## Tarefas a realizar
1: Reescreva o trecho do texto sobre vinhos envelhecidos de "Ele nos trouxe" até "de enfermaria. Imbebível.", inclusive, trocando "cânfora" por "eucalipto".
2: Prossiga com o texto sobre os vinhos envelhecidos a partir da última frase dele.

Italiano da Campania

Em outra ocasião, ele trouxe um italiano Campania IGT Bianco 2006, que foi produzido pela Terredora. Hoje em dia, ele deve se tratar do vinho chamado Il Bianco, no portfólio atual da vinícola, apesar de ser um corte ligeiramente diferente do atual. De qualquer maneira, é um dos vinhos mais básicos da vinícola. Eu não tenho informação de qual seria o seu tempo de guarda, mas certamente 10 anos é demais para um vinho branco de baixa gama.

Apesar disso, ele estava um pouquinho melhor que o francês. A cor ainda conservava um dourado, intenso e fosco. No início, o aroma de farmácia velha, estilo boticário, dava o ar da graça na taça. Mas ele ainda conservava uma quantidade razoável de aroma frutado; e a acidez, apesar de já deixar a desejar, estava melhor que no primeiro. Além do mais, a sua salinidade ajudava a torná-lo vivo. Ainda assim, acho que ele também já tinha passado do seu ponto ideal de consumo.


Rosé de Malbec

Ele nos trouxe ainda um rosé com 12 anos, imagina? Isso é que é viver perigosamente! Os rosés são os mais frágeis, os mais difíceis de se envelhecer bem. Imagina como seria um rosé de 12 anos? O vinho em questão era o argentino Alta Vista Premium Rosé Malbec 2004. Na safra mais recente, o produtor, Alta Vista, recomenda uma guarda de 2 anos. O que poderíamos esperar dele?

A cor, intensa, mostrava reflexos alaranjados intensos, e pouquíssimo brilho. No nariz, muita farmácia de boticário, cânfora, esmalte, esparadrapo. Procurando muito, uma bala de morango embebida em álcool. A acidez era muito baixa, e o álcool sobrando ajudava a reforçar mais o cheiro de enfermaria. Imbebível.


Soave

O último dos velhinhos era até mais jovenzinho, o Soave 2010. produzido pela Azienda Agricola Brigaldara. O site do produtor também não informa uma expectativa de guarda do vinho, mas pelo estilo da região, pela descrição do produtor, não creio que seja um vinho para se guardar 6 anos.

Ao sacar a rolha, ela se pulverizou, e não teve outra coisa a fazer que não empurrar o restante para dentro da garrafa. Ficaram muitos pedacinhos de rolha, quase pó, dentro do vinho. Infelizmente, não tínhamos uma peneirinha para vinhos, então resolvemos coar com um filtro de papel para café! É, estávamos com tempo e disposição, para tentar salvar um vinho que provavelmente estava morto...

## Dados de entrada
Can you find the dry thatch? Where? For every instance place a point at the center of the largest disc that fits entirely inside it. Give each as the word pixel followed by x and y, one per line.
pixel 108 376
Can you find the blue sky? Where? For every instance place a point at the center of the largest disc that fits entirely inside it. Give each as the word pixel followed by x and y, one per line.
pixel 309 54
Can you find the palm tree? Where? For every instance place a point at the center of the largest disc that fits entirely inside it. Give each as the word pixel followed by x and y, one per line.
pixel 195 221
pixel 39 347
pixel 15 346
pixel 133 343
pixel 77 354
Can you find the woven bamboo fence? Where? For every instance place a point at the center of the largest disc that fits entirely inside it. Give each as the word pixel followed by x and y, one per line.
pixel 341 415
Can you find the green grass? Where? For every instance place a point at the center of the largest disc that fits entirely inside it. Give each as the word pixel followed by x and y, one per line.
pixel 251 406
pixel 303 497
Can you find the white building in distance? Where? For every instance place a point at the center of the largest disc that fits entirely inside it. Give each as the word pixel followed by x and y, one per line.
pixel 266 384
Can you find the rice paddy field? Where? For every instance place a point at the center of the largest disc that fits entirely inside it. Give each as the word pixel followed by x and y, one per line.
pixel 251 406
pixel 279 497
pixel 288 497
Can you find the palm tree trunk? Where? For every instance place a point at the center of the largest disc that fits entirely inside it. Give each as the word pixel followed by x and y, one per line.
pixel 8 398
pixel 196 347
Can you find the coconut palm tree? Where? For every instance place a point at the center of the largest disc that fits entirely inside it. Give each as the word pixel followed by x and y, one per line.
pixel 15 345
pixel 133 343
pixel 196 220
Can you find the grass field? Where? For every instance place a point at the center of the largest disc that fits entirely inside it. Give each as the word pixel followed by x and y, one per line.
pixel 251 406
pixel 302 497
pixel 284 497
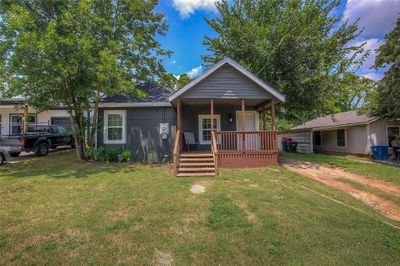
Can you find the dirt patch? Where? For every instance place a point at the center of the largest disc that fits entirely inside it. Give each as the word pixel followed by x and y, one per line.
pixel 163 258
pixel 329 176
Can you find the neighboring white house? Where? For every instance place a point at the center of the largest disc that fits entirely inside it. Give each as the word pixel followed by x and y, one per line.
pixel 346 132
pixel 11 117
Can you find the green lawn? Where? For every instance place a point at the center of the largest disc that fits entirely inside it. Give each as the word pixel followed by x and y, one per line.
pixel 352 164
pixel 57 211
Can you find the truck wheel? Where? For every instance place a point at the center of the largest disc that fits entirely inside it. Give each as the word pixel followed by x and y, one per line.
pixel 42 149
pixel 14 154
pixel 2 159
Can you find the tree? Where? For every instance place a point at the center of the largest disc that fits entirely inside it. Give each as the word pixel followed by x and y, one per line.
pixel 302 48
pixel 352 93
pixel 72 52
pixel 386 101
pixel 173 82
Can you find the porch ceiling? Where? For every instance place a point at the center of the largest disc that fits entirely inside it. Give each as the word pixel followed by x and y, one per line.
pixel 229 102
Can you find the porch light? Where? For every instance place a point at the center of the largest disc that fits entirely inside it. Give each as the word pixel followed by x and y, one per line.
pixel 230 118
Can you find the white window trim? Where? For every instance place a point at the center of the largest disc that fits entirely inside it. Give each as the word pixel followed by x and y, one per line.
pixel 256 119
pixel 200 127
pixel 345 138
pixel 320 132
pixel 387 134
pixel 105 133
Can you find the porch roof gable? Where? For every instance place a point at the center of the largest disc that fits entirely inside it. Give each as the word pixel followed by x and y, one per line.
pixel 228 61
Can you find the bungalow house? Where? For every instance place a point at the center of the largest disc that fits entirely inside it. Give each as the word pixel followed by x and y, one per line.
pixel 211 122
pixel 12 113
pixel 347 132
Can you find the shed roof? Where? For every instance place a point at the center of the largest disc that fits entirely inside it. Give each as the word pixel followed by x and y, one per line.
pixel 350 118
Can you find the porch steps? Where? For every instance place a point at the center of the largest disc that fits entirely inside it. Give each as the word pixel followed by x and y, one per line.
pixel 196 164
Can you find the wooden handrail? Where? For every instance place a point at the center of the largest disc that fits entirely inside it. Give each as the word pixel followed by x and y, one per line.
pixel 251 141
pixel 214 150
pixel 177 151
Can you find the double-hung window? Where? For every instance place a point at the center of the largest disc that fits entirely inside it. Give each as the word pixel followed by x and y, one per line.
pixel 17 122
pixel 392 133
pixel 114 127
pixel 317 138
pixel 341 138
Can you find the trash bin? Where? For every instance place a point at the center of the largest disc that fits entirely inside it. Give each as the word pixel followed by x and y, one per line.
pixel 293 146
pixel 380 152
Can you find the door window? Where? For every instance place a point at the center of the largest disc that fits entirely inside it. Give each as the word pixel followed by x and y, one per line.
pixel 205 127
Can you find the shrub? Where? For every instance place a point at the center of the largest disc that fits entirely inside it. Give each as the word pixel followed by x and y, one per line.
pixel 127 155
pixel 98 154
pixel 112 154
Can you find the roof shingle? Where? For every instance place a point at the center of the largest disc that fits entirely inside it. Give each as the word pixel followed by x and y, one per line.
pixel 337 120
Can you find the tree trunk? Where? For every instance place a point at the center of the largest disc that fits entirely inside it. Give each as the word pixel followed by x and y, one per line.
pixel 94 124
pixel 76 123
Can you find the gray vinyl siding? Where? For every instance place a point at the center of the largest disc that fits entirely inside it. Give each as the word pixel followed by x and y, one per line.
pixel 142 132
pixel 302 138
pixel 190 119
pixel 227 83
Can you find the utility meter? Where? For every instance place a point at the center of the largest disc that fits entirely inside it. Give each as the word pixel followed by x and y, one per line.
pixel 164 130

---

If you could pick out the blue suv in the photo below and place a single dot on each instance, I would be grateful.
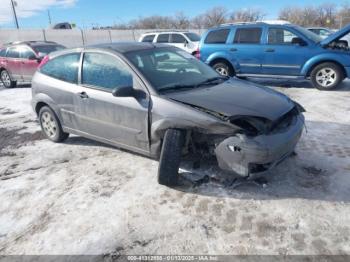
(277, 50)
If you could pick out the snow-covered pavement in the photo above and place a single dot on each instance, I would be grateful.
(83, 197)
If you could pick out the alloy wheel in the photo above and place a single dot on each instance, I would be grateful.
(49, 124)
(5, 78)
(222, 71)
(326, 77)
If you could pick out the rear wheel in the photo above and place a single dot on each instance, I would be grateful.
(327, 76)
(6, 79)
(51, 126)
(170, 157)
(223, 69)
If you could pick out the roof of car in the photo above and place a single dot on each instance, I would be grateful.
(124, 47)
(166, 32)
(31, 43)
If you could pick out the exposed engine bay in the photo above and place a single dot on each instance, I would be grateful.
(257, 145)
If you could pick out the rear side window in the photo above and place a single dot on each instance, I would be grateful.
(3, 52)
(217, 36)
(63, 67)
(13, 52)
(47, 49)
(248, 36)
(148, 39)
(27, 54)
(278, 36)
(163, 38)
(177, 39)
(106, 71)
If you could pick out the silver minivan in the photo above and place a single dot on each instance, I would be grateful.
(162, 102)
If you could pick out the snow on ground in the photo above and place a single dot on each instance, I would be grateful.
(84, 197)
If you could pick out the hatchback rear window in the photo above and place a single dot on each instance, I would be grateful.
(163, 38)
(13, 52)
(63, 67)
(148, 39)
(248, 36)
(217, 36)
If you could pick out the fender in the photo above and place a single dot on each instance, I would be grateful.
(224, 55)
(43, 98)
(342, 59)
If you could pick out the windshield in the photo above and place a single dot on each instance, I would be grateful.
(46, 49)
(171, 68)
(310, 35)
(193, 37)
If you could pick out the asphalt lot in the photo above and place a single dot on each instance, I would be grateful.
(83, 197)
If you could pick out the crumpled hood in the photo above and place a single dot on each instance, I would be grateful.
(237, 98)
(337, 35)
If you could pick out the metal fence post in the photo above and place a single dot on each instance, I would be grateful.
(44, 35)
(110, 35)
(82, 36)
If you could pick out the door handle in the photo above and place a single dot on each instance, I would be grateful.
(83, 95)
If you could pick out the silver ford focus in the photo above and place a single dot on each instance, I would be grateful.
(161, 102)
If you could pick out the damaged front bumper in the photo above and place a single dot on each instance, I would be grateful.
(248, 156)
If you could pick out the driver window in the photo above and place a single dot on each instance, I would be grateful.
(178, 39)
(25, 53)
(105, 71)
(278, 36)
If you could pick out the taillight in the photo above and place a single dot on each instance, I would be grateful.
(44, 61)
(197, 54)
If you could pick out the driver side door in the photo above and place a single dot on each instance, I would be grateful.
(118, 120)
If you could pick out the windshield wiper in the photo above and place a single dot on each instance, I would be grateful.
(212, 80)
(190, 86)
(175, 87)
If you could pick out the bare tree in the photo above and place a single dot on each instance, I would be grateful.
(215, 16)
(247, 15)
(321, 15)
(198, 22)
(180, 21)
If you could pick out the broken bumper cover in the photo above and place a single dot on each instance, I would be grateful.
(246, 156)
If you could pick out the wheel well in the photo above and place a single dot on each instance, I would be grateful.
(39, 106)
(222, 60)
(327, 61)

## Resultados por tarefa
1:
Ele nos trouxe ainda um rosé com 12 anos, imagina? Isso é que é viver perigosamente! Os rosés são os mais frágeis, os mais difíceis de se envelhecer bem. Imagina como seria um rosé de 12 anos? O vinho em questão era o argentino Alta Vista Premium Rosé Malbec 2004. Na safra mais recente, o produtor, Alta Vista, recomenda uma guarda de 2 anos. O que poderíamos esperar dele?

A cor, intensa, mostrava reflexos alaranjados intensos, e pouquíssimo brilho. No nariz, muita farmácia de boticário, eucalipto, esmalte, esparadrapo. Procurando muito, uma bala de morango embebida em álcool. A acidez era muito baixa, e o álcool sobrando ajudava a reforçar mais o cheiro de enfermaria. Imbebível.

2:
A cor do vinho estava acobreada, chegando ao âmbar. O aroma era fraco, com predomínio de notas oxidadas, como amêndoas tostadas, mas sem as notas de farmácia dos três anteriores. Na boca, restava alguma acidez - pouca, mas suficiente para não deixar nenhum álcool sobrando - e uma fruta discreta, como geléia de abacaxi com manga e physalys, além de notas de melado e amêndoas tostadas. O final era curto, curto. Mesmo já claramente em decadência, era mesmo o que ainda estava mais vivo.


A oxidação é uma ocorrência mais do que esperada na evolução de um vinho. Por melhor que seja a rolha, inevitavelmente, o vinho oxida com o tempo. A cor do vinho muda, e no caso dos brancos, escurece, e tende ao cobre ou âmbar. Os aromas primários (de fruta) desaparecem, e dão lugar a aromas terciários (avelãs e amêndoas tostadas, similares ao Jerez ou Porto Tawny). A oxidação ocorre mesmo antes de o vinho chegar ao fim da vida, e às vezes pode ser percebida e esperada em vinhos mais velhos. Mas os aromas resultantes devem ocorrer em concomitância com aromas frutados.

Os aromas de farmácia, por sua vez, são produzidos por leveduras do gênero brettanomyces. Alguns produtores consideram o brett uma forma de contaminação, que deve ser evitada a todo custo. Outros, consideram que elas podem trazer complexidade ao vinho, e portanto, quando o aroma é fraco, pode ser positivo, afinal, um toque mentolado na taça é agradável. Mas quando o aroma predomina, aí não tem salvação.

Alto nível de oxidação, acidez baixa, álcool sobrando, e de quebra, os aromas medicinais (cânfora, esparadrapo, boticário). Amargor também poderia ocorrer, mas não foi o caso. Ainda assim, essas quatro experiências demonstraram bem o que esperar de um vinho que foi guardado por tempo demais.